-- PAGE EXCERPT --

# Anyone purchase a brand-spanking-new V-hull aluminum lately?



## PATRIOT (Jul 22, 2013)

Preferably a bare bones utility V you got straight from the dealer.
What did you get? No flat bottom jon boats thanks.
I'm shopping again and am headed towards the welded .071 gauge Meyer Super-pro 16.


----------



## bcbouy (Jul 22, 2013)

mines not brand new now, but i picked it up new in dec. 2010 for a really good price.not many boat buyers in winter in canada.14.5 g3 welded hull.i love it.i set mine up for fly fishing and trolling.


----------



## wihil (Jul 22, 2013)

Haven't bought one, but I've been eyeing up a Polarkraft Dakota 1578WT really, really hard lately. I haven't found that style of boat made by anyone else with that size beam, and the sponson's on the back bode well for the weight of the mandatory 4 strokes they've got out now. If the floor/walkthrough is too much, they've got a bench model without the floor for less.

Short of that, the Smokercraft Alaskan 15DLX is looking good too, lots of room/freeboard for little weight should make it very fuel efficient.


----------



## PATRIOT (Jul 22, 2013)

That Polarkraft Dakota V1778 WB is probably closer to what I could use, just a bare hull. I like the built-in flotation pods even if they don't have enclosed tops.
I see it is a riveted hull and I have one of those currently.


----------



## PATRIOT (Jul 23, 2013)

Thought I'd do a few comparisons since we are shopping.
Like the Polarkraft width as well.
One thing I do like about the Meyers is the heavier welded 3-piece hull. (left half, right half, transom)
One dead giveaway about the hull strength is the supports some hulls have right where the seats meet the gunwales.


----------



## wihil (Jul 23, 2013)

If you're looking to hold closer to 16', then I'd also look at the G3 Guide Series V16 - I think it's a welded boat (to me it really doesn't matter in a boat this size/style if it's welded or not as my current boat is riveted and almost 70 years old and still doesn't leak a drop), but it also has an extremely large beam (84") for stability, and the weight's not too bad a 460#. Still heavier than I'd like in a camp-boat that size.

If you're looking at welded there's also Crestliner Sportsman (who is kind of ho-hum in their stripped down models for the money), and Hewescraft (big money for a basic tinny), and I believe Gregor makes a few really nice basic tins. The HC/Gregor is more of a westcoast style boat and we don't have dealers for them over here in the midwest (we're stuck in Lund/Alumacraft/Crestliner territory for our "style" of tin boats).

I really liked the 2010 Lund Rebel 1650 which was a basic nice, wide open, basic deep V for big water but they discontinued it.


My problem is I was specifically looking for boats that are under the 16' mark - sounds silly but there are a huge number of registration changes and requirements up here for boat that are 16' and larger. Under 16' and you can "slide under the radar" a bit easier.


----------



## PATRIOT (Jul 23, 2013)

Speaking of the Gregor, I can definitely rule that one out. Test drove a 17' with a 30HP E-Tech a couple of weeks ago. With that "clipper" bow it ran way too high in the water even when properly trimmed. Very hard to see dead ahead without standing up and I run at night a lot.

-- SOURCE MATERIAL --

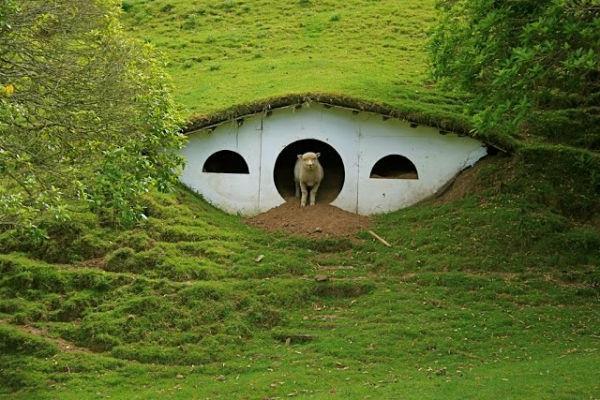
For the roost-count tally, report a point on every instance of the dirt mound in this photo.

-- YOUR GOAL --
Rewrite the forum thread on aluminum V-hull boats between "If you're looking at" and "of tin boats).", inclusive, changing "big money" to "a lot of money". You will not need the material.

-- RESPONSE TO THE EXERCISE --
If you're looking at welded there's also Crestliner Sportsman (who is kind of ho-hum in their stripped down models for the money), and Hewescraft (a lot of money for a basic tinny), and I believe Gregor makes a few really nice basic tins. The HC/Gregor is more of a westcoast style boat and we don't have dealers for them over here in the midwest (we're stuck in Lund/Alumacraft/Crestliner territory for our "style" of tin boats).